News Release

Story tips: Predicting water quality, stronger & ‘stretchier’ alloys, RAPID reinforcement and mountainous water towers

Peer-Reviewed Publication

DOE/Oak Ridge National Laboratory

Modeling – Predicting water quality

image: An ORNL research team has incorporated important effects from microbially active hot spots near streams into models that track the movement of nutrients and contaminants in river networks. The integrated model better tracks water quality indicators and facilitates new science. view more 

Credit: Andy Sproles/ORNL, U.S. Dept. of Energy

Modeling – Predicting water quality

A new modeling capability developed at Oak Ridge National Laboratory incorporates important biogeochemical processes happening in river corridors for a clearer understanding of how water quality will be impacted by climate change, land use and population growth.

Researchers used high-performance computing and the award-winning Amanzi-ATS software to include biogeochemical reactions in microbially-active zones near streams in models that track the movement of dissolved chemicals in river networks. These reactions have a major influence on the cycling of carbon, nutrients and contaminants at basin scales. The new multiscale model better tracks water quality indicators such as nitrogen and mercury levels.  

“To build a next-generation modeling capability to address water quality issues, we needed a new multiscale framework that allows us to incorporate fundamental understanding of key processes and how those fine-scale processes manifest at much larger scales,” ORNL’s Scott Painter said.

The research team validated and demonstrated the model on several watersheds. 

Media contact: Kim Askey, 865.576.2841,


Caption: An ORNL research team has incorporated important effects from microbially active hot spots near streams into models that track the movement of nutrients and contaminants in river networks. The integrated model better tracks water quality indicators and facilitates new science. Credit: Andy Sproles/ORNL, U.S. Dept. of Energy

Neutrons – 'Stretchier' alloys

Researchers at Oak Ridge National Laboratory have developed a method of adding nano structures to high-entropy metal alloys, or HEAs, that enhance both strength and ductility, which is the ability to deform or stretch under tensile stress without failing.

• **EXTRACTED RECORDS**:
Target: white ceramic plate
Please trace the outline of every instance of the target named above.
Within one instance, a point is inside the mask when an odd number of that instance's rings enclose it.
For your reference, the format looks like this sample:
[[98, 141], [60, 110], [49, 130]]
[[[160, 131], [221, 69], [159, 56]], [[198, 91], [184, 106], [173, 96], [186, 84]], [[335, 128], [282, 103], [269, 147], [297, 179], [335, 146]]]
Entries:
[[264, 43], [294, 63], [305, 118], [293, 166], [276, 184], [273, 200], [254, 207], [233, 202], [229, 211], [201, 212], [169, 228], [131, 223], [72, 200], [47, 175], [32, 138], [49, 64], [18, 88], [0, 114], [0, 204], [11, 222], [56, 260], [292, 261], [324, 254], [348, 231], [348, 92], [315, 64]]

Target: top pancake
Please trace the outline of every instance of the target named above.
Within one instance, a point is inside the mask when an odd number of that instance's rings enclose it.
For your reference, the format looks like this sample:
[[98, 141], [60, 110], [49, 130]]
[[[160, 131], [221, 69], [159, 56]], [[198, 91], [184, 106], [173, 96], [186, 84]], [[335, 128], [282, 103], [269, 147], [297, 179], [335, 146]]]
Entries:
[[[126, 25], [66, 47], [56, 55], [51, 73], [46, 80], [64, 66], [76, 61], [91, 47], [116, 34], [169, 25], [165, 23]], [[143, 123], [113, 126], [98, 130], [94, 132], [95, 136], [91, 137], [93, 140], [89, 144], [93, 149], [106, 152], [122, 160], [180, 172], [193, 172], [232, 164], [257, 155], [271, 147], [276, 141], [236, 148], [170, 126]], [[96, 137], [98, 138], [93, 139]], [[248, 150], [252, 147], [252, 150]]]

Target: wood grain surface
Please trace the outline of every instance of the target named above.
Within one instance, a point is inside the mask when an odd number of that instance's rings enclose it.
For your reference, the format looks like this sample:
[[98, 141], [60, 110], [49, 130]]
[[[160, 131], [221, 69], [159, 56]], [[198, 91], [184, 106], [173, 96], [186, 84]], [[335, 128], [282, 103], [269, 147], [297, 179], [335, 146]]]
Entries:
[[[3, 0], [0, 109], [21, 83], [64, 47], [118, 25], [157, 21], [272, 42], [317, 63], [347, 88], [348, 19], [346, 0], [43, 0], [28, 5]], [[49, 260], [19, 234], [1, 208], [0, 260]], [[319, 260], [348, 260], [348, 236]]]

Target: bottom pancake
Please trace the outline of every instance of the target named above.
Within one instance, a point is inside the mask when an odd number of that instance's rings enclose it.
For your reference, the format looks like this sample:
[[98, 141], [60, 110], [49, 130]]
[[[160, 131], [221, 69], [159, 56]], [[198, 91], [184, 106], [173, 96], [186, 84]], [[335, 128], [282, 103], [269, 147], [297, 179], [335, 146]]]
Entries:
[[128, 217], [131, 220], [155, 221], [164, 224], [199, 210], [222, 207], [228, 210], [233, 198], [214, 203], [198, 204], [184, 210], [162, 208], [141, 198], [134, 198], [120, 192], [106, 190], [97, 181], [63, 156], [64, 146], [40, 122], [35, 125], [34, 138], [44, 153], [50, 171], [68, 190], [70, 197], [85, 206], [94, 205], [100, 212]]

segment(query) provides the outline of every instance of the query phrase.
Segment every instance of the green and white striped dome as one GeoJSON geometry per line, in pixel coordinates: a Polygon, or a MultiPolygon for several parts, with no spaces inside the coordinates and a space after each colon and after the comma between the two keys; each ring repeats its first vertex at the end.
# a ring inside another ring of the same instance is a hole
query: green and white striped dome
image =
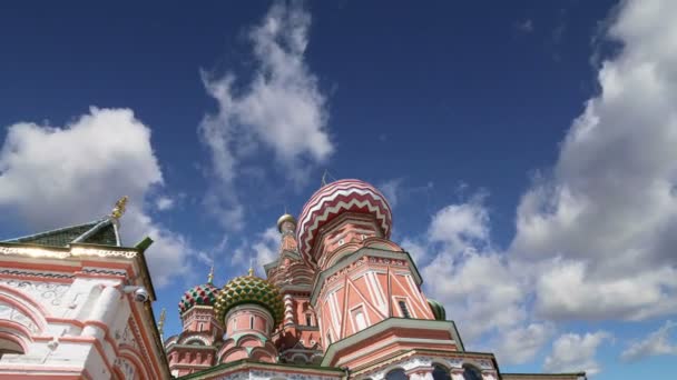
{"type": "Polygon", "coordinates": [[[255,303],[264,307],[271,312],[275,323],[282,322],[284,304],[277,287],[271,282],[254,276],[241,276],[224,286],[216,299],[216,318],[223,321],[228,310],[244,304],[255,303]]]}

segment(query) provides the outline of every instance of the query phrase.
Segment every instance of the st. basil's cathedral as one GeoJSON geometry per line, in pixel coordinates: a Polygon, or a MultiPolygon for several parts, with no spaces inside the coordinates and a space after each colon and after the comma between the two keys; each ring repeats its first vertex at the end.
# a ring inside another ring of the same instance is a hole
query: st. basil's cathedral
{"type": "Polygon", "coordinates": [[[181,332],[163,338],[151,240],[120,243],[125,202],[0,242],[0,379],[586,379],[503,373],[493,353],[468,351],[453,309],[425,297],[390,240],[385,197],[361,180],[325,184],[278,219],[266,279],[251,269],[220,287],[212,272],[187,290],[181,332]]]}

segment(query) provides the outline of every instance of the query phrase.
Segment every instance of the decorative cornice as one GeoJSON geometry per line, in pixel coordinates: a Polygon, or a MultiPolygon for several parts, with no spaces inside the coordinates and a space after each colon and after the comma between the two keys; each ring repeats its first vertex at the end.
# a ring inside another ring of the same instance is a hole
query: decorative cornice
{"type": "MultiPolygon", "coordinates": [[[[413,260],[411,259],[411,257],[409,256],[409,253],[406,251],[390,251],[390,250],[382,250],[382,249],[372,248],[372,247],[364,247],[364,248],[360,248],[355,252],[347,256],[347,259],[344,259],[343,261],[334,264],[333,267],[327,268],[326,270],[320,272],[320,274],[315,279],[315,283],[313,284],[313,292],[311,293],[311,304],[313,304],[313,306],[316,304],[320,292],[322,291],[322,289],[324,288],[324,284],[328,281],[328,279],[333,274],[355,264],[357,261],[362,260],[362,258],[365,256],[370,257],[370,258],[380,258],[380,259],[385,259],[385,260],[406,261],[408,267],[411,269],[411,273],[413,276],[415,283],[420,286],[423,282],[416,266],[414,264],[413,260]]],[[[386,263],[386,262],[383,262],[383,263],[386,263]]],[[[354,268],[357,268],[357,266],[355,266],[354,268]]]]}
{"type": "Polygon", "coordinates": [[[70,244],[68,248],[47,248],[21,243],[0,243],[0,254],[24,256],[31,258],[67,259],[70,257],[99,257],[134,259],[139,252],[136,249],[110,249],[85,244],[70,244]]]}
{"type": "Polygon", "coordinates": [[[370,339],[371,337],[379,334],[383,331],[401,328],[408,330],[443,330],[449,331],[451,333],[452,339],[449,340],[450,343],[454,343],[460,351],[462,352],[462,347],[459,347],[458,340],[458,331],[455,326],[451,321],[435,321],[435,320],[425,320],[425,319],[408,319],[408,318],[387,318],[383,321],[372,324],[366,329],[359,331],[347,338],[338,340],[325,350],[324,359],[322,361],[322,366],[328,366],[337,352],[344,350],[349,347],[354,346],[357,342],[370,339]]]}

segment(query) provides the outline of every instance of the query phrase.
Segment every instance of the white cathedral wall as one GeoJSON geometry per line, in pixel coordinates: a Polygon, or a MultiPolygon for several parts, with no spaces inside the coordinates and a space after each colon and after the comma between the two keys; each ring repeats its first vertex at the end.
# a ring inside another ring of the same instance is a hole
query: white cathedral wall
{"type": "Polygon", "coordinates": [[[118,359],[116,349],[110,339],[105,339],[102,328],[81,326],[87,320],[95,320],[108,327],[114,341],[122,339],[131,310],[124,294],[112,288],[120,281],[73,279],[61,273],[72,279],[68,283],[65,278],[50,281],[50,273],[27,271],[26,274],[0,278],[0,297],[4,299],[0,299],[0,320],[20,323],[32,336],[23,339],[27,346],[23,354],[2,356],[0,373],[13,368],[35,373],[45,373],[49,369],[53,373],[62,368],[65,371],[86,369],[97,379],[109,378],[110,368],[118,359]],[[98,340],[106,358],[91,341],[86,341],[86,337],[98,340]],[[78,341],[79,338],[85,339],[78,341]]]}

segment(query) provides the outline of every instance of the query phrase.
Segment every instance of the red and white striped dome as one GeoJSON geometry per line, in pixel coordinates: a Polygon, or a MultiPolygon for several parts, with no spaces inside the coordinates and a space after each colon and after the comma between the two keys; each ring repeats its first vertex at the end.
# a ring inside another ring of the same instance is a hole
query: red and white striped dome
{"type": "Polygon", "coordinates": [[[392,229],[390,204],[381,191],[370,183],[356,179],[345,179],[328,183],[317,190],[305,203],[298,218],[296,239],[298,251],[307,262],[317,231],[344,212],[367,213],[376,218],[381,232],[387,239],[392,229]]]}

• **EXERCISE 1**:
In the news release, what software did researchers use to add biogeochemical reactions in microbially-active zones to river-network models?
• **EXERCISE 2**:
Decide whether each statement agrees with the news release. Answer yes or no for each, and quote the words that settle it.
(a) The new multiscale model tracks nitrogen and mercury levels.
(b) The research team validated the model on only one watershed.
(c) The nanostructures added to high-entropy alloys increase strength but lower ductility.
• **EXERCISE 3**:
Write the next part of the news release, continuing after its last sentence on high-entropy alloys.

• **REPLY 1**:
The award-winning Amanzi-ATS software, together with high-performance computing.

• **REPLY 2**:
(a) Yes: "The new multiscale model better tracks water quality indicators such as nitrogen and mercury levels."
(b) No: "The research team validated and demonstrated the model on several watersheds."
(c) No: "that enhance both strength and ductility"

• **REPLY 3**:
The results, published in Science, open a promising pathway for tailoring HEA properties using small gradient structures to produce improved high-performance metals for a wide range of applications.

Conventional metallic materials, including HEAs (metals composed of five or more elements) become less ductile or more brittle as their strength increases.

The scientists used neutron diffraction methods at ORNL’s Spallation Neutron Source to confirm tiny defect features, called stacking faults, form easily in an HEA compared to conventional fine-grained alloys.

“The stacking faults enhanced the test alloy’s plasticity while also contributing to increased strength and hardening,” said ORNL’s Ke An. “Industries that could greatly benefit include automotive, power distribution and aerospace.”

Media contact: Paul Boisvert, 502.229.4466,


Caption: ORNL researchers used neutrons at the lab’s Spallation Neutron Source to analyze modified high-entropy metal alloys with enhanced strength and ductility, or the ability to stretch, under high-stress without failing. Credit: Rui Feng/ORNL, U.S. Dept. of Energy

Grid – RAPID reinforcement

Oak Ridge National Laboratory, University of Tennessee, Knoxville, and University of Central Florida researchers released a new high-performance computing code designed to more efficiently examine power systems and identify electrical grid disruptions, such as power outages.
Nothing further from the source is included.